Required action: Apart from the pictures, which must be omitted, restate the data exactly.

Stored items from a collection:
= Beginning of Section =

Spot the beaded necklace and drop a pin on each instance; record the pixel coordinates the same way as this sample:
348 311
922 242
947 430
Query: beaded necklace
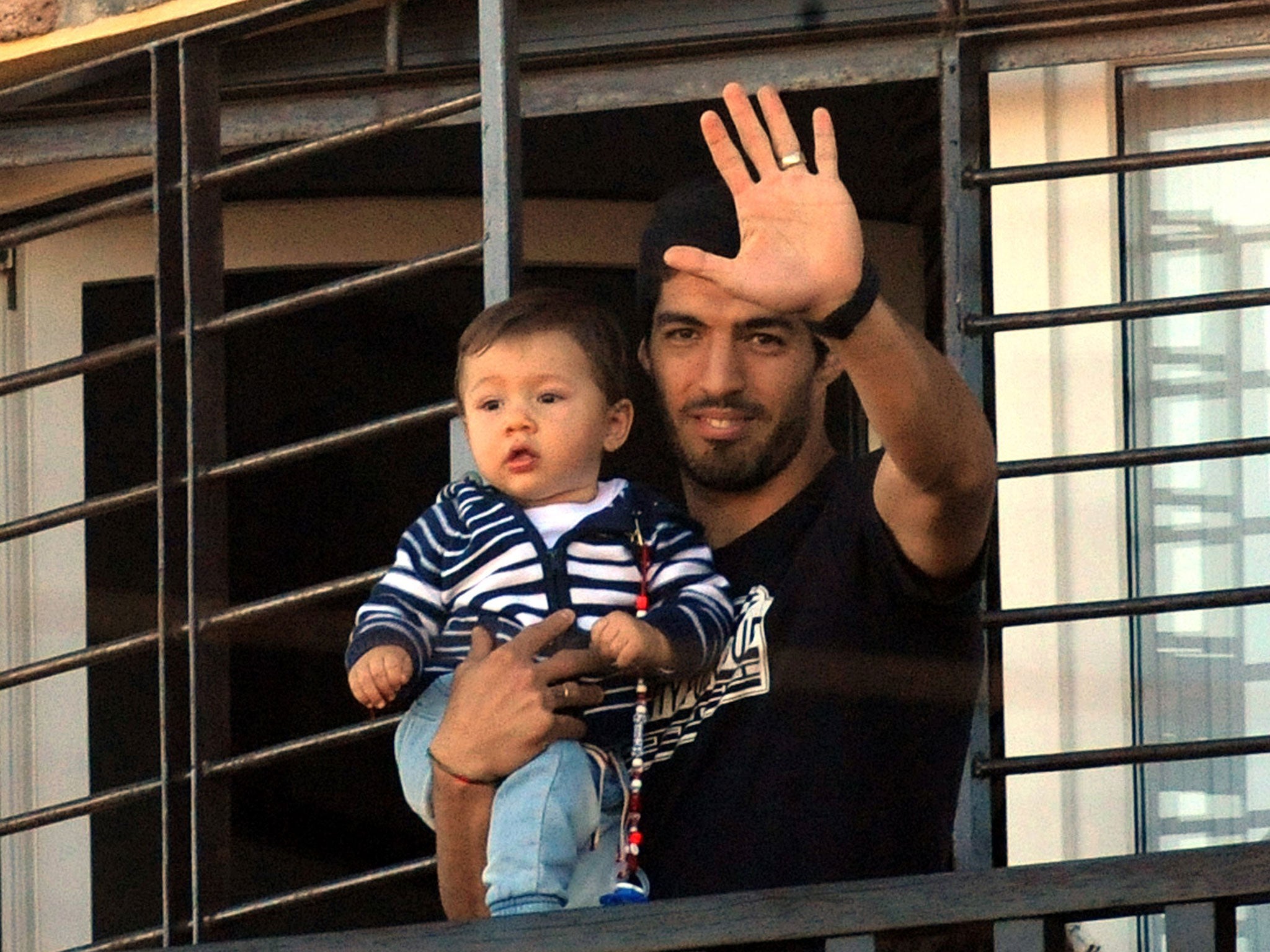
631 881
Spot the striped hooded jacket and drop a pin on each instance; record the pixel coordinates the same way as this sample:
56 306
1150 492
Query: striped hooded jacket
474 558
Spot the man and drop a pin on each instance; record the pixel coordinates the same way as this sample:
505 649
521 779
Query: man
831 747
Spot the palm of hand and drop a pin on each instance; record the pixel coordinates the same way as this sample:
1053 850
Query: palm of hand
801 243
798 239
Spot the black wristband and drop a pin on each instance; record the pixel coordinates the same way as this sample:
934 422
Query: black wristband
842 320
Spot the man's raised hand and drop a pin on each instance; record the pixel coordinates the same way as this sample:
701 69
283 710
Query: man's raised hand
801 243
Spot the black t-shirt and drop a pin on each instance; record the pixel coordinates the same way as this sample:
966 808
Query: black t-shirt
828 744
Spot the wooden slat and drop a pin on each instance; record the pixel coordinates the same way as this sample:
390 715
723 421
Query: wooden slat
1072 891
850 943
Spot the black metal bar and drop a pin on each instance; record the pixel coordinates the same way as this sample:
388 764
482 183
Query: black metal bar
337 289
500 145
1085 889
131 940
1126 311
278 902
82 658
106 208
1145 456
1124 607
393 37
326 889
293 748
64 514
332 441
273 604
1113 164
316 146
1123 757
206 518
255 462
1201 927
323 294
169 315
83 806
118 796
134 644
74 366
962 118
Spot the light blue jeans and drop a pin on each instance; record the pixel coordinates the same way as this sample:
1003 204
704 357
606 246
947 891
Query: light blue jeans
556 823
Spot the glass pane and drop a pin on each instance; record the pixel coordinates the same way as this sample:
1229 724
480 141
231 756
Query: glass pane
1197 379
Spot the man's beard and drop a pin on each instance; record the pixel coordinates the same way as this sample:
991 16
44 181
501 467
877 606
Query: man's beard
738 467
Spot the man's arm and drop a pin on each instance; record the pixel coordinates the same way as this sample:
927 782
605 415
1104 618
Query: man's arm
504 711
802 252
936 482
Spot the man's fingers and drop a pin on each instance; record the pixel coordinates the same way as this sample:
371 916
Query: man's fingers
533 639
568 664
826 144
784 139
751 133
724 152
694 260
572 694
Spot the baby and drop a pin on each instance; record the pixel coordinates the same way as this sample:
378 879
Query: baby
541 389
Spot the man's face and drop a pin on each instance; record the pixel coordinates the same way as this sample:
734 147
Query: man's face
737 384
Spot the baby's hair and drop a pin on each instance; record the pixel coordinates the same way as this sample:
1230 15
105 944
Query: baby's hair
536 310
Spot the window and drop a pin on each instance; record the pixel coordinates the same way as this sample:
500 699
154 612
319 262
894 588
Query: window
1148 530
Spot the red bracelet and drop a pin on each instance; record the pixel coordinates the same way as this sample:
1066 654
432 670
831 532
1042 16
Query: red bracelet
461 777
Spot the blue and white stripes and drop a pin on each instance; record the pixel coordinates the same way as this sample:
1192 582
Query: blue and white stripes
474 558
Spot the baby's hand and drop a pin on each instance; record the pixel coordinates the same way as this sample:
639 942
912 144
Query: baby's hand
379 674
630 644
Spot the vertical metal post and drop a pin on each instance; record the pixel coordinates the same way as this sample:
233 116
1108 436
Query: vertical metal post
393 37
1028 936
980 840
206 570
169 314
500 146
1201 927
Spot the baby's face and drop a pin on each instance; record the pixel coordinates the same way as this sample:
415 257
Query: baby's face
536 419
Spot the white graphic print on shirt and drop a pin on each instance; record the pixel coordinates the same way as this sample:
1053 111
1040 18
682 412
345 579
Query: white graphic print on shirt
677 708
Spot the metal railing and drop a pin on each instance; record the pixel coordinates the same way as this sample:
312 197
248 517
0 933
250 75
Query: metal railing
183 126
1023 902
973 322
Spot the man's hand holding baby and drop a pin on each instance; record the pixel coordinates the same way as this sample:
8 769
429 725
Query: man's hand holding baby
630 644
380 674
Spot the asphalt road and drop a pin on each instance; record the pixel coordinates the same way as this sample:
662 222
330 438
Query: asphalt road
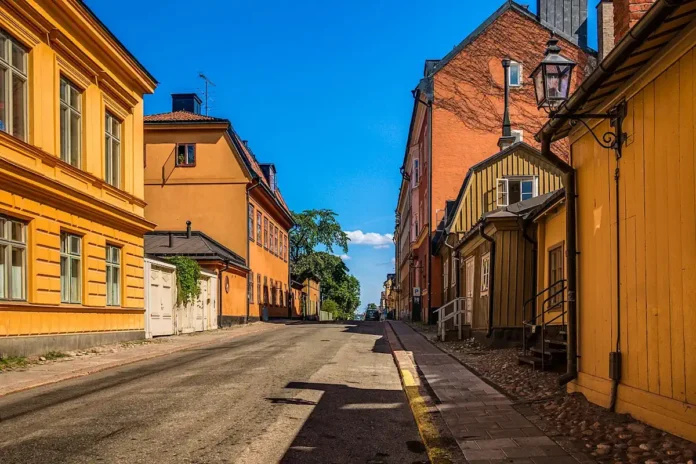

= End of Section =

Task answer:
Spot the beaded necklace and drop a pin on each instance; record the pixel coordinates the same way as this sample:
348 311
922 242
947 430
Query: beaded necklace
631 881
Spot the striped hooded jacket and drop a pin on each instance; record the pixel coordinates the same way as this sample:
56 306
1150 492
Query: striped hooded jacket
474 558
Spot the man and drop a pin on each instance; record the pixel coordinates the same way as this sample:
505 649
521 779
Query: man
831 747
Spot the palm of hand and drop a pin on each instance; record the pixel coordinates the same way as this sample:
1053 850
Query: palm of hand
801 243
798 239
Spot the black wristband and drop a pin on each instance; record the pixel coordinates the same way as this sample:
934 422
Query: black wristband
842 320
Spot the man's raised hand and drop a pin on each instance; record the pixel coordinates the same way as this sample:
701 69
283 710
Query: man's raised hand
801 243
Spot the black t-shirt and drop a pin on each instance; record the pixel coordinates the same way as this sample:
966 808
Query: black t-shirt
828 744
Spot the wooden slat and drop a pin on each instance; record the pixel coordinates the same way as this sample:
390 715
723 421
Query: wooden slat
1072 891
850 943
Spot the black metal bar and drop a pin on each instance; record the pixel coordinates the same way as this sample:
388 764
482 183
Query: black metal bar
337 289
500 145
1085 889
131 940
1126 311
278 902
82 658
106 208
1145 456
1124 607
393 37
326 889
293 748
64 514
332 441
273 604
1113 164
316 146
1123 757
206 518
255 462
1201 927
323 294
169 315
83 806
118 796
134 644
74 366
962 118
Spot the light blue jeans and drop a pin on each instance; record the pixel coordinates the same way as this sample:
1003 204
704 357
606 246
947 891
Query: light blue jeans
556 823
Spot the glass pane and drop a pin on each instance; record the pixel coordinates the same way as this sample:
1229 724
480 141
231 756
Query: glass pane
1197 379
Spot the man's beard and drop a pin on each instance; record the pixel coordinates the same way as this sample:
991 16
44 181
501 467
877 606
Query: man's beard
738 467
Spot the man's arm and drop a pin on each instance; record the pixel coordinates the same way as this sample:
927 782
605 415
1104 618
Query: man's arm
504 711
802 252
936 482
Spot the man's fingers and drop a pin on each instance; record the pixel coordinates the same way as this sample:
371 916
Query: man's fingers
533 639
568 664
826 144
784 139
751 133
724 152
694 260
572 694
Spot the baby and drop a pin on each instance; record the pixel coordinates the same way as this sample:
378 879
Query: baby
541 389
Spot the man's face and drop a pin on each instance; record the pixel coordinates the same way as this sample:
734 147
Query: man's face
737 384
Spot the baby's hair and drop a pin on each instance; record the pixel coordinates the same way as this sample:
1230 15
105 944
Query: baby's hair
536 310
Spot the window and drop a pin on each instance; record the pixel coordinates the same way as this sample:
500 699
154 612
319 262
894 588
Query: window
1148 530
Spot the red bracelet and drop a pin on each instance; record the pixel coordinates the same way as this sample:
1066 654
432 670
831 532
1042 16
Query: red bracelet
461 777
Spot the blue and white stripes and drop a pin on each instance; record the pixel coordinates the same way as this sample:
1192 582
Query: blue and white stripes
474 558
Spot the baby's hand and drop a pin on each instance; record the pixel coordinates the same way as this sample:
639 942
912 144
Query: baby's hand
379 674
630 644
Spot the vertical metal post and drop a pin on each instance; record the pixel coordinates the same way as this sample:
233 116
1108 436
Query: vertical metal post
393 37
1028 936
980 840
206 570
169 314
500 146
1201 927
Spot the baby's face and drop a pin on each instance; record the pixel coordinates the same way as this sample:
415 257
Query: baby's face
536 419
Spot the white graphic print on shirt and drop a pin on each instance; record the pixel coordinates the same way as this sample:
1053 111
1040 18
682 412
345 579
Query: white graphic print on shirt
677 708
Spot the metal railing and drop a pin on each instance; record the pixel coordinates the same way as this sample:
312 197
248 517
0 933
250 75
Query: metal railing
183 126
1023 902
973 322
Spot the man's hand holding baby and drop a pin on each instance; record the pixel coordinates the same way as this sample:
8 769
429 725
Query: man's hand holding baby
630 644
380 674
Spot the asphalt road and drop a pin on each instance; record the pixel coordinates the same way as this sample:
662 222
330 438
Query: asphalt road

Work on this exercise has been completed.